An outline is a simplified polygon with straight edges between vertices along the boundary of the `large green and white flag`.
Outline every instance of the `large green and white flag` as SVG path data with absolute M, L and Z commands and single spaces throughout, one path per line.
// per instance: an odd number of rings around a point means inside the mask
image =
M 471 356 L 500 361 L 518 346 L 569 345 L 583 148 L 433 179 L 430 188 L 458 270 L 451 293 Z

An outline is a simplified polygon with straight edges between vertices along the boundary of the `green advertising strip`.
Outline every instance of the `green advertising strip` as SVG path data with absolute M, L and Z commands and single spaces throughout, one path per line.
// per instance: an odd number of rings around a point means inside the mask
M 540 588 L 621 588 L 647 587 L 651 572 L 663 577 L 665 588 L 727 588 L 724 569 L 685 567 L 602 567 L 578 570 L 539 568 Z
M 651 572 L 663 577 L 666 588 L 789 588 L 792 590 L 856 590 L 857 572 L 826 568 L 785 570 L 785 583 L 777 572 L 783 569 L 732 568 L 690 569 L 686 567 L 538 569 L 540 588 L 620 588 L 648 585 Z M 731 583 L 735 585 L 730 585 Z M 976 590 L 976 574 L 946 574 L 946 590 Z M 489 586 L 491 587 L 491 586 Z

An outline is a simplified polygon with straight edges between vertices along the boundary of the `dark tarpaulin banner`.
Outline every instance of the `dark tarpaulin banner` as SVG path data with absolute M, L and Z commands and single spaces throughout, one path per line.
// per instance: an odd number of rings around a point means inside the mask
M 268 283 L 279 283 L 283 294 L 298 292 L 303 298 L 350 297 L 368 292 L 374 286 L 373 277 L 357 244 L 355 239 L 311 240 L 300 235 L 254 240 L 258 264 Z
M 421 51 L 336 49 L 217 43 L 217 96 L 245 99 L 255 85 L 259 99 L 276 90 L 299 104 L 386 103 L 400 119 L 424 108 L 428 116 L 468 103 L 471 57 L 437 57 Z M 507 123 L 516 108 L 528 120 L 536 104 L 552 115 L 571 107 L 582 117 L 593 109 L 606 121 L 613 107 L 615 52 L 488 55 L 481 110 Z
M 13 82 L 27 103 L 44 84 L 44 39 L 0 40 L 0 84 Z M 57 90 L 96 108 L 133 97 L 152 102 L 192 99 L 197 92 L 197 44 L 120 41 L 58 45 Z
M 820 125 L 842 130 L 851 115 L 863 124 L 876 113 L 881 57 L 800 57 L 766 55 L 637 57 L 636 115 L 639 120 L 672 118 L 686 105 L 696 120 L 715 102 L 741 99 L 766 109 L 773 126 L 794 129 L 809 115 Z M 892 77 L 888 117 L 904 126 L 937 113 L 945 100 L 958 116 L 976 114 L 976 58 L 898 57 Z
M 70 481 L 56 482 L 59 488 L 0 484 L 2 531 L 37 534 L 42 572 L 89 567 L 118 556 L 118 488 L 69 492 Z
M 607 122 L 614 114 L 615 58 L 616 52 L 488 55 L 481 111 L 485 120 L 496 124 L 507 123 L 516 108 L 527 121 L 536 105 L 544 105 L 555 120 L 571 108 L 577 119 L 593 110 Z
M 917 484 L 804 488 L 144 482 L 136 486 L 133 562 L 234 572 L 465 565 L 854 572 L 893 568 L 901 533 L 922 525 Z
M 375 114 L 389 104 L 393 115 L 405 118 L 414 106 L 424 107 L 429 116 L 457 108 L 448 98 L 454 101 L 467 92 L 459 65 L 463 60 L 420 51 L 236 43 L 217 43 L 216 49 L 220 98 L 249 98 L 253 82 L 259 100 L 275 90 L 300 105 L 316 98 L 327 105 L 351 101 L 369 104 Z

────────────────

→ **Aim of the task**
Counting only lines that hold the word "advertising", report how many there are in the listing above, as a number alone.

→ **Answer to the problem**
2